» Given text
_ _ _ _

Re: Finding line intercepts on plane in 3D space
- From: Ray Koopman <koopman@xxxxxx>
- Date: Wed, 3 Dec 2008 23:44:18 -0800 (PST)
On Dec 3, 4:41 pm, groups2...@xxxxxxxxxxxx wrote:
I have a triangle in 3D space where each corner coordinate (X,Y,Z) is
known. How do I determine the Z coordinate where an arbitrary line
intersects the plane given that the line's (X,Y) coordinates are known
and constant? (Line is parallel to Z axis and is guaranteed to
intercept the triangle's surface.)
Solve for right-triangles if easier.
Bonus question: I want to enlarge the plane by adding a duplicate
triangle. How do I find the fourth coordinate? (The resulting plane
must not have a seam.)
Your help is appreciated!
There's got to be some short-cut to solving these problems! Without a
solution I will need to resort to successive approximation!

_ _ _ _

Answer these from the forum post:
1. To which axis is the arbitrary line parallel?
2. What does the bonus question ask how to find?
3. What will the poster resort to without a solution?

_ _ _ _

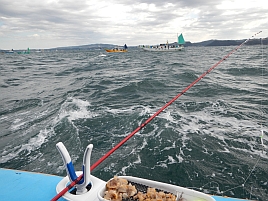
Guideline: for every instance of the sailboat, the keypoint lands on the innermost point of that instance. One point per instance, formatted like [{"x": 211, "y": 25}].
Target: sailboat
[{"x": 178, "y": 46}]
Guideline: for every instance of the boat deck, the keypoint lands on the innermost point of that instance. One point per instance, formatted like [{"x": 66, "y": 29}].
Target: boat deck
[{"x": 29, "y": 186}]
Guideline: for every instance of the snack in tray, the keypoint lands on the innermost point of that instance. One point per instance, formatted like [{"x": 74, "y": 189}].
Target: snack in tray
[{"x": 119, "y": 189}]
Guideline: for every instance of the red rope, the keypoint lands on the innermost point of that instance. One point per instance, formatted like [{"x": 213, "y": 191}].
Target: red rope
[{"x": 147, "y": 121}]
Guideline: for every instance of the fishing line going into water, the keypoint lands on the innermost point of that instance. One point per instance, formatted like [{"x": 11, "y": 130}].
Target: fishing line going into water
[
  {"x": 261, "y": 137},
  {"x": 60, "y": 194}
]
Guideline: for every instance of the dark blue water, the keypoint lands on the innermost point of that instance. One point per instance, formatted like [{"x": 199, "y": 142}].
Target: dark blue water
[{"x": 208, "y": 140}]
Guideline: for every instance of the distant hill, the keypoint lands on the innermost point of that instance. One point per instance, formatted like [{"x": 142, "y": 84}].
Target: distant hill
[
  {"x": 228, "y": 42},
  {"x": 86, "y": 47}
]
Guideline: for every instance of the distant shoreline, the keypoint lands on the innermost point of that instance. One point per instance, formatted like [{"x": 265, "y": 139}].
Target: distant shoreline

_ _ _ _

» Result
1. The Z axis.
2. The fourth coordinate.
3. Successive approximation.